Problem description:
Nothing may be left out, so copy every entry exactly.

[Records supplied Boundary: Start]

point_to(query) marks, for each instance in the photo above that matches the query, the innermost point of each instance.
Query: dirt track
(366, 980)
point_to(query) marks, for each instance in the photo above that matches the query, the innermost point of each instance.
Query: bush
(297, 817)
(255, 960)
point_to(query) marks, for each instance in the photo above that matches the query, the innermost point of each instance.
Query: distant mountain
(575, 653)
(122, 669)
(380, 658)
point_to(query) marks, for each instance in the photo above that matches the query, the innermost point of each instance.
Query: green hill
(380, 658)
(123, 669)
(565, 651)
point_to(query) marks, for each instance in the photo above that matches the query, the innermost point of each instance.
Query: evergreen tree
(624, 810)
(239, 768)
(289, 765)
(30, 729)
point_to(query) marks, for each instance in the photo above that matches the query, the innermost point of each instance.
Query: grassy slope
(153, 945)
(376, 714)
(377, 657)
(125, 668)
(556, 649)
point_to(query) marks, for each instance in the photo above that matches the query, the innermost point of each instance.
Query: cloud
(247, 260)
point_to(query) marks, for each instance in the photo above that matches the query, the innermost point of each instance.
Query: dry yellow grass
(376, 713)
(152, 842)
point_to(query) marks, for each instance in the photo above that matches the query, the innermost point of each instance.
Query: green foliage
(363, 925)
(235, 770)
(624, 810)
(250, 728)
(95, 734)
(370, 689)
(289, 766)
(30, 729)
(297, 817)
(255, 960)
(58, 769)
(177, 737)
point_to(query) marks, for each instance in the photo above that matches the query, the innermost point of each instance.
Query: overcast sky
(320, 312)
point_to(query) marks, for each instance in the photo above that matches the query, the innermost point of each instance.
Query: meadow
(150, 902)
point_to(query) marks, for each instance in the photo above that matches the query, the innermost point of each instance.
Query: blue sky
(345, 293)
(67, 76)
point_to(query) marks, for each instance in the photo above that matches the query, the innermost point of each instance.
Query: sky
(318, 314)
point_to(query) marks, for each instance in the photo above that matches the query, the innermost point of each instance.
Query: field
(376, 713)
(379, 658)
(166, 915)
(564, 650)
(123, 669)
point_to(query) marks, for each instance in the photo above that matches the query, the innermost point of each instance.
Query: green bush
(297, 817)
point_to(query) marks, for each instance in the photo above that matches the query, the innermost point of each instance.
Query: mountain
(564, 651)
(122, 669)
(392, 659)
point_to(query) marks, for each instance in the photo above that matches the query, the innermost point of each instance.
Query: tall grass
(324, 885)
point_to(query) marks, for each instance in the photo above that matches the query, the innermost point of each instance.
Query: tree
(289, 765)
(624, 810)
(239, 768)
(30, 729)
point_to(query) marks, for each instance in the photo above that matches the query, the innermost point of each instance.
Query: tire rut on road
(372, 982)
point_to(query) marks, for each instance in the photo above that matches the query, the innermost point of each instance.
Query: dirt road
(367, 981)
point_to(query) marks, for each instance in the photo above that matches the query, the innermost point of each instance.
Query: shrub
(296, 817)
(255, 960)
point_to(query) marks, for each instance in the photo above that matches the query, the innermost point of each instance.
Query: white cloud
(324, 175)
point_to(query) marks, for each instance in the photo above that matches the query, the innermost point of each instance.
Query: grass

[Records supplied Boundary: End]

Exercise output:
point_to(query) marks, for each instance in the photo above that matches the query, the innermost point of each instance.
Query: dirt track
(366, 980)
point_to(query) marks, for each instance in the photo above that matches the query, the innermost point of each instance.
Query: bush
(297, 817)
(255, 960)
point_to(query) marks, for each instance in the photo above that matches the query, the innermost point of each instance.
Query: distant mountain
(575, 653)
(122, 669)
(380, 658)
point_to(query) marks, for each instance in the photo above that matches the query, the innermost point of each instance.
Query: green hill
(380, 658)
(123, 669)
(565, 651)
point_to(query) marks, for each instance in the photo above that matches the query, the innermost point of each instance.
Query: evergreen tree
(624, 810)
(239, 768)
(289, 765)
(30, 729)
point_to(query) marks, for each instance in the photo above that matches the query, the innermost point of each instance.
Query: grassy slope
(153, 945)
(376, 714)
(377, 657)
(125, 668)
(556, 649)
point_to(query) marks, for each instance in the photo above that matches the query, the innermost point of each instance.
Query: cloud
(247, 260)
point_to(query) marks, for each instance in the photo above that matches the query, the innermost point of each instance.
Query: dry yellow grass
(376, 713)
(152, 842)
point_to(query) marks, for each instance in the photo above that matches the query, the innermost point of each instance.
Query: green foliage
(363, 925)
(235, 770)
(624, 810)
(250, 728)
(95, 734)
(370, 689)
(289, 766)
(30, 729)
(297, 817)
(255, 960)
(58, 769)
(177, 737)
point_to(query) marks, for each instance in the photo above that matches the query, the innermost point of each instance.
Query: overcast sky
(320, 312)
point_to(query) marks, for each instance in the photo above that matches the query, the innermost point of each instance.
Query: meadow
(150, 902)
point_to(query) marks, for each instance in the photo above that matches the query, the innermost point of each instance.
Query: blue sky
(345, 293)
(67, 76)
point_to(query) marks, for each instance in the photo above that matches the query, the innermost point of each instance.
Query: sky
(318, 314)
point_to(query) marks, for each instance in the photo above that matches the query, the innermost point of each instance.
Query: field
(376, 713)
(379, 658)
(166, 915)
(564, 650)
(123, 669)
point_to(query) marks, for each instance in the photo above that matches the query, the innermost point of each instance.
Query: green bush
(297, 817)
point_to(query) marks, for each instance in the photo above that matches the query, the innermost point of each instance.
Query: mountain
(564, 651)
(122, 669)
(392, 659)
point_to(query) marks, for each instance in the photo above that matches the query, the innermost point of each instance.
Query: tall grass
(324, 885)
point_to(query) marks, for each instance in the photo above that matches the query, the innermost point of each instance.
Query: tree
(289, 765)
(624, 810)
(239, 768)
(30, 729)
point_to(query) marks, for each instance in the photo above that matches the query, the innermost point of each instance.
Query: tire rut on road
(372, 982)
point_to(query) marks, for each instance in the photo above that matches the query, the innermost point of each instance.
Query: dirt road
(367, 981)
point_to(query) marks, for each instance in the photo above that matches the query, the innermost point of each instance.
Query: shrub
(296, 817)
(255, 960)
point_to(query) marks, for each instance in the photo above that matches the query, the innermost point of each instance.
Query: white cloud
(324, 175)
point_to(query) marks, for each instance in the photo above that matches the query, the innermost point of each instance.
Query: grass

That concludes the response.